- TEXTE À LIRE
........

16 octobre 2014 | Mise à jour le 19 avril 2017
Par | Photo(s) : Thierry Nectoux
Les impostures
 des délocalisations

Le Mondial de l'automobile, qui s'est tenu à Paris, est pour les constructeurs l'occasion d'une formidable opération de communication. L'automobile française ne devrait son salut qu'à la recherche effrénée de compétitivité. Qu'elle débusquerait non plus seulement hors de l'Hexagone, mais hors du continent européen.

C'est la nouvelle lubie des patrons de l'automobile, les salaires des pays de l'Europe centrale seraient en passe de devenir trop élevés. Après avoir massivement investi en Roumanie, en République tchèque, en Slovaquie et Slovénie, il faudrait à nouveau délocaliser. Vers le Maghreb ou, qui sait encore, plus à l'est, vers l'Inde et la Chine… Carlos Ghosn, patron de Renault, annonce y avoir de grandes ambitions avec sa voiture électrique.

Quant à PSA Peugeot Citroën, après avoir atteint le chiffre record de 355 500 véhicules vendus en Chine au premier semestre 2014 (soit + 28 %), il envisage d'y installer une nouvelle usine d'assemblage pour élever sa capacité de production au chiffre astronomique 1,2 million de véhicules par an à l'horizon 2016. Alors, si même les pays de l'Est européen deviennent trop coûteux, que dire de l'ouvrier français qu'il faut rémunérer quelque deux fois plus ?

LE LOW COST ROUMAIN, 
DEVENU « TROP CHER »

........

- PROBLÈME COURT 1
Dans le texte sur les délocalisations automobiles, relevez les pays d'Europe centrale où les constructeurs ont massivement investi.
- PROBLÈME COURT 2
Poursuivez le texte sur les délocalisations automobiles à la suite de sa dernière ligne.

Éléments d'un jeu de données:
........

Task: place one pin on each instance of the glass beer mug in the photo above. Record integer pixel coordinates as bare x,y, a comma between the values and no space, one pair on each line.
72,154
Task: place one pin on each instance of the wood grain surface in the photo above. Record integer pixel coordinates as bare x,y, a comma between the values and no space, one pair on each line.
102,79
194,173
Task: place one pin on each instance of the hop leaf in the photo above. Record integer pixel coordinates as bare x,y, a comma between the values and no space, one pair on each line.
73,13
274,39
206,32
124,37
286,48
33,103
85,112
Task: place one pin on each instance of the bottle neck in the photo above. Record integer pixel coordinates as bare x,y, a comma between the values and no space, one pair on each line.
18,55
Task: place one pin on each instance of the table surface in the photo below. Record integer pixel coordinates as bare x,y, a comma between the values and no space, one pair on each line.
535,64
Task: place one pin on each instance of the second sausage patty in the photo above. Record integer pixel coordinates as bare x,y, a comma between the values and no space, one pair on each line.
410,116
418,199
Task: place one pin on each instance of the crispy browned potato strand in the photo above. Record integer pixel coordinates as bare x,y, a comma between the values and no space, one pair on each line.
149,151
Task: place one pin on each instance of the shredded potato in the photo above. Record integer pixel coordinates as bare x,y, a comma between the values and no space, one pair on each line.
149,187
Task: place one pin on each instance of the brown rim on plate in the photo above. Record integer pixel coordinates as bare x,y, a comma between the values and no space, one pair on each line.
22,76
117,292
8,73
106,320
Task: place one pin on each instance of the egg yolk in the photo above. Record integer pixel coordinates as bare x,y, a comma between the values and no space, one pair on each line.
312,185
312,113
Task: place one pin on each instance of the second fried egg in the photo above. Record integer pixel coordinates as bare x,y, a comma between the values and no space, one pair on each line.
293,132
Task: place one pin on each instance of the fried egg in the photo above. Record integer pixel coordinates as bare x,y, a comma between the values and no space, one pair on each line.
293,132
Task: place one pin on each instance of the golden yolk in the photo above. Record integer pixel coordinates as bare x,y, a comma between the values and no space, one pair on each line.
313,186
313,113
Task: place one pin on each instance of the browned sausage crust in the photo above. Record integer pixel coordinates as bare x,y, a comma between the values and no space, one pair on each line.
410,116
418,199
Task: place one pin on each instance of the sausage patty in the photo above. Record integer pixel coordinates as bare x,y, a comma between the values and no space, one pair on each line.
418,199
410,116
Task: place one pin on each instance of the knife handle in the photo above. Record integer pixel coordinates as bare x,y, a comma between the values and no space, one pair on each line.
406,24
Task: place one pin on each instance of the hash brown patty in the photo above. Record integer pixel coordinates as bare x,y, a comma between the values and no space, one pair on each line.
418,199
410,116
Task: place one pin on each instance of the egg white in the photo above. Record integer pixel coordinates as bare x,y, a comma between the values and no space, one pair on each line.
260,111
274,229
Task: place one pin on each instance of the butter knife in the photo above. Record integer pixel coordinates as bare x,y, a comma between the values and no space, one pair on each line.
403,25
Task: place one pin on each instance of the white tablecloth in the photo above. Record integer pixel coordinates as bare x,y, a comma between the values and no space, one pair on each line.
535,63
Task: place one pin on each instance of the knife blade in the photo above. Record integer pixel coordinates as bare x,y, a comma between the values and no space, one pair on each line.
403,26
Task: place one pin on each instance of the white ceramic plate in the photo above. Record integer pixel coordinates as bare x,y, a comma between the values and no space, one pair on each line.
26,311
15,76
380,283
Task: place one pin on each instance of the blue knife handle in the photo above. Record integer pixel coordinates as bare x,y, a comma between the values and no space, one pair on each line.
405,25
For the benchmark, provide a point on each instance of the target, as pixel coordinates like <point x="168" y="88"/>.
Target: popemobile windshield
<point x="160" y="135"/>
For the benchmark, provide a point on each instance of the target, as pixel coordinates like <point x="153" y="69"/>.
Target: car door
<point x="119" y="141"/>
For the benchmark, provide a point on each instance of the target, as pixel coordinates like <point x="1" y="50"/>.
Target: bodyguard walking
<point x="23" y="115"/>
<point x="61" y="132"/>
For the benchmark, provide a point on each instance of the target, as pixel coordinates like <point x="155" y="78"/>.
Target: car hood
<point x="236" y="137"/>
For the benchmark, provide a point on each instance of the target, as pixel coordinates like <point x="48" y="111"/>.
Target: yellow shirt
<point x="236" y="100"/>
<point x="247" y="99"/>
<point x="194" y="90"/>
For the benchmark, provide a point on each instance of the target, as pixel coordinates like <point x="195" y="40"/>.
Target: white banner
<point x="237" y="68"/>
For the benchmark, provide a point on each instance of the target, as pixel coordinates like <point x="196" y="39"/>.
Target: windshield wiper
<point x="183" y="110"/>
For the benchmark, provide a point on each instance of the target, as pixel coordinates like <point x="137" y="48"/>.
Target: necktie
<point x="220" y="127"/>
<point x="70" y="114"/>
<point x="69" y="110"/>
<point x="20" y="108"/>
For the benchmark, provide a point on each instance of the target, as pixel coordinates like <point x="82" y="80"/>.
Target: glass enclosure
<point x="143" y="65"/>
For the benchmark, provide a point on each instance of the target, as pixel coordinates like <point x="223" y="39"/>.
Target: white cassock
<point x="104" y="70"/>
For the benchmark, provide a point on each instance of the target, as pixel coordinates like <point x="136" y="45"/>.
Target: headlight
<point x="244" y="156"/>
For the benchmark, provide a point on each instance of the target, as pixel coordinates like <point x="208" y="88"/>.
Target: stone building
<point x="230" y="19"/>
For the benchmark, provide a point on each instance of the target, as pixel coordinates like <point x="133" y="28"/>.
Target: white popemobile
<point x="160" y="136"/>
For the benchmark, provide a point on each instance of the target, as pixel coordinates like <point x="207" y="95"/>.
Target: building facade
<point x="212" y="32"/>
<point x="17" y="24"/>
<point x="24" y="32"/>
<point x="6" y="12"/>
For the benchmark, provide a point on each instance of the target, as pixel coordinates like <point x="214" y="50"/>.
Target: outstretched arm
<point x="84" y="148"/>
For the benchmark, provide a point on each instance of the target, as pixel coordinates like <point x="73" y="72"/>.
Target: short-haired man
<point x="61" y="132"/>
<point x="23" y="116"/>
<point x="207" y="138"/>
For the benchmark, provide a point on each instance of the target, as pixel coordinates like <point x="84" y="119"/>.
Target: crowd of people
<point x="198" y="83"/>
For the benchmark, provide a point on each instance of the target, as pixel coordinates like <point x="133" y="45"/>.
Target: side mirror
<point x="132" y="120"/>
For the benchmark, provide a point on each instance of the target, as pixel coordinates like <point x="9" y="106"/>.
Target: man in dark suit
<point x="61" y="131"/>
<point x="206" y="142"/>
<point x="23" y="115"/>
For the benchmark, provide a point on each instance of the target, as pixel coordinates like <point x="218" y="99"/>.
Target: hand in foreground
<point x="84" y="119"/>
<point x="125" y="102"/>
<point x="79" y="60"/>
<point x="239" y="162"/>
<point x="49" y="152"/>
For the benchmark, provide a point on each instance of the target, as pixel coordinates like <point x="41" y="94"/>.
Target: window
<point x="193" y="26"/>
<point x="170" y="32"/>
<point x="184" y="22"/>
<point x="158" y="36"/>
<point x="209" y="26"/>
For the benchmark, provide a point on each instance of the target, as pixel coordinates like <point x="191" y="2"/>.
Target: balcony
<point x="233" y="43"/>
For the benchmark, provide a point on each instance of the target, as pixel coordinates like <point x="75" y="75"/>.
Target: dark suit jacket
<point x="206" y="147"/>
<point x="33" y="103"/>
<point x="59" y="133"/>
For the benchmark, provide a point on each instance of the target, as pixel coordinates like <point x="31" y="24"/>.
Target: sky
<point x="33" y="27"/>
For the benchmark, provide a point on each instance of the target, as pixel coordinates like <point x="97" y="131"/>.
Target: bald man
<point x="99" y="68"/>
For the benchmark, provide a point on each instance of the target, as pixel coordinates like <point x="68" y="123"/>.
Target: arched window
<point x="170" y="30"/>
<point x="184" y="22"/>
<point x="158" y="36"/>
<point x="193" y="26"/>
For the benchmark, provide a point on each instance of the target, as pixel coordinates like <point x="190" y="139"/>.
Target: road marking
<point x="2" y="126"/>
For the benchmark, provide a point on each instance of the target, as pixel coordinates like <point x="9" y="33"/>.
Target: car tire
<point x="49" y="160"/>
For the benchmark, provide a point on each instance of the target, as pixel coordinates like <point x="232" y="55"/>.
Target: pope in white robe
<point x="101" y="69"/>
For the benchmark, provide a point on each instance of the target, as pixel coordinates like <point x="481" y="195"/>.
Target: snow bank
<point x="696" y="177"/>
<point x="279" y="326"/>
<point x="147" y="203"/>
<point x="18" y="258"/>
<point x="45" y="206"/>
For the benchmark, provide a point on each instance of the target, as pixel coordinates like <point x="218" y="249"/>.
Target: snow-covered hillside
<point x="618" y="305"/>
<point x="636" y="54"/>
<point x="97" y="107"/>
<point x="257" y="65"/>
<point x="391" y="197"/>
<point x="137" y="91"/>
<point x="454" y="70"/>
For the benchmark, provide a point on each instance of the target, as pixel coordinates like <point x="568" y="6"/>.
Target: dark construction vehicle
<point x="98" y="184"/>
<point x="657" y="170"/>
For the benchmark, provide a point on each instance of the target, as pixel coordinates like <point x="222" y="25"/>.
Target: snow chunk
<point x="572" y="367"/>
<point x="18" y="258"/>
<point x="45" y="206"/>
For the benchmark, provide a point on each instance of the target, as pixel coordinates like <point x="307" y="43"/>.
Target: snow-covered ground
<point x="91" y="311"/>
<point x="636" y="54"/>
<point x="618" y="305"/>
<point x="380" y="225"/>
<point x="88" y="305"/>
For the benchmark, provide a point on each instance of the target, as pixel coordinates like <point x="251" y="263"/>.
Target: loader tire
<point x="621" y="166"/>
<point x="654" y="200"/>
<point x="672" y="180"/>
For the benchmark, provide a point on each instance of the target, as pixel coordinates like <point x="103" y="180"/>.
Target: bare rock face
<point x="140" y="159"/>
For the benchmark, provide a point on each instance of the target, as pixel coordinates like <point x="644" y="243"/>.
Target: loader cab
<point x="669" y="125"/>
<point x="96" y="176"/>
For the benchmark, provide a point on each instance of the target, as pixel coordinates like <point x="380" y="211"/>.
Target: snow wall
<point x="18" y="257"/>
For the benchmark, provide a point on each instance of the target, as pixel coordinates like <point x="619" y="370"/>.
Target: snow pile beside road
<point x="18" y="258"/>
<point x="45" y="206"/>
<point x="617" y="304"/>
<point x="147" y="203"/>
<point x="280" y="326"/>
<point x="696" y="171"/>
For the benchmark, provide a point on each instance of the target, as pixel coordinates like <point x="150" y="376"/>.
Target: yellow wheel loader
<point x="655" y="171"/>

........

- RÉSULTAT 1
Roumanie, République tchèque, Slovaquie, Slovénie

- RÉSULTAT 2
Dans son édition du 15 septembre, le quotidien économique Les Échos publie une carte assez édifiante du « coût mensuel brut moyen d'un opérateur » dans les usines low cost de Renault. Il serait de 950 euros en Roumanie, 925 euros en Turquie, 920 euros sur le site de Moscou et 500 euros sur le site Togliatti en Russie et, enfin, 340 euros (soit presque trois fois moins qu'en Roumanie) pour la nouvelle usine de Renault à Tanger au Maroc. « Nos coûts salariaux ont augmenté de 26 % sur les quatre dernières années à Pitesti [Roumanie, NDLR], quand ils ont grimpé de 6 % en Turquie », se lamente un responsable de la marque au losange. La réaction est forcément différente du côté des syndicalistes.

« Le fait que les salaires aient progressé en Europe de l'Est prouve que, lorsqu'on a une industrie automobile, on produit des richesses. Et cette production de richesses permet d'élever le niveau de vie de la population. C'est l'aspect positif », commente Denis Bréhan, responsable de la branche automobile de la FTM-CGT. En revanche, on le sait, « les constructeurs ont la possibilité de changer les lieux de production pour amplifier le dumping social ». Et d'ajouter : « À l'époque, nous ­avions interpellé nos homologues d'Europe de l'Est en expliquant qu'à ce jeu de la concurrence entre nous, il y a toujours des rémunérations qui peuvent être inférieures. »

Et c'est bien contre cela qu'il s'agit de lutter tous ensemble, pour l'emploi, les rémunérations comme les conditions de travail… Cependant, ce n'est pas toujours facile, et il est arrivé que les relations se soient tendues avec certains : « Dans les comités de groupe, les syndicalistes de ces pays sont souvent nommés par leur direction. » Du coup, il n'est pas toujours simple de sortir de cette logique de concurrence. Une question qui traverse le syndicalisme international. En 2005-2006, le comité sectoriel automobile de la Fédération européenne de la métallurgie a, en effet, été le théâtre de vrais débats quand les implantations à l'Est s'effectuaient au détriment des sites à l'Ouest.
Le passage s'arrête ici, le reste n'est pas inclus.